[Given text]

Contradiction in Terms
You say to-may-toe; I say toh-mah-tah. Deal with it.
Wednesday, February 04, 2004

Where have all the tagboards gone?
Probably this should count as a 'pet peeve' entry, because technology and I seem to regularly experience serious non-compatibility issues. But seriously, how rude of the tagboards to stop functioning barely a month after I convinced Vin to switch over from Floogle! Is this what I get for my consumer recommendation? Do they not realize how embarrassin' this is for me?


Meanwhile, I keep getting suspicious messages on my previously spam-free email account. I'm convinced these are some schmucks attempting to pass me some evil virus, which, in my book, has become a crime practically tantamount to murder (of my beloved computer!). Whoever you are, I'm warning y'all, leave my inbox alone or I will hunt you down with Marco's vanishing ray.

[/Given text]
[Provided information]

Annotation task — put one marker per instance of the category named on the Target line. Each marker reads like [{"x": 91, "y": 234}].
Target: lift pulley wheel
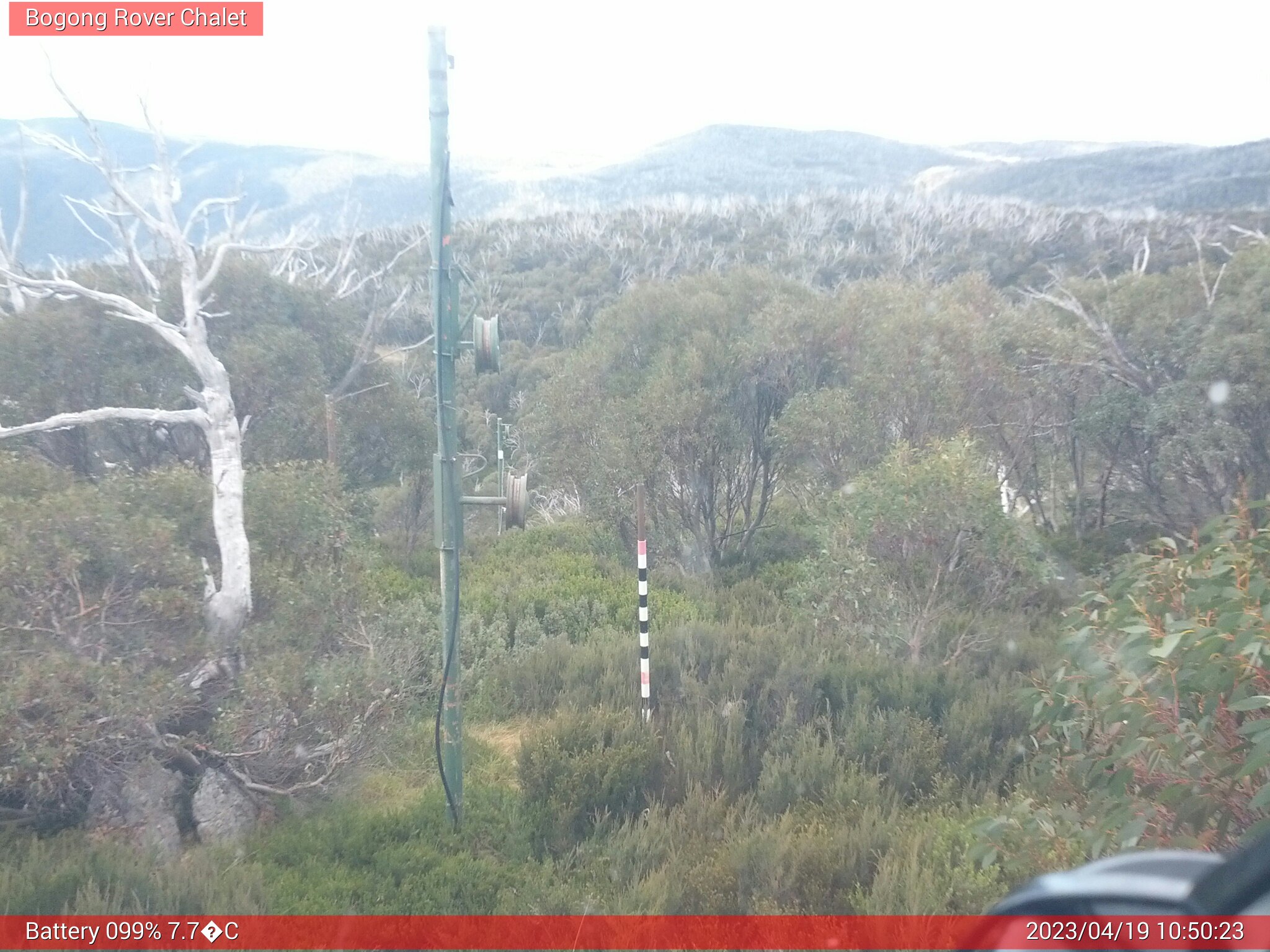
[
  {"x": 486, "y": 345},
  {"x": 517, "y": 491}
]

[/Provided information]

* _Task goal_
In the blog post about tagboards, what did the writer convince Vin to switch over from?

* _Your response_
Floogle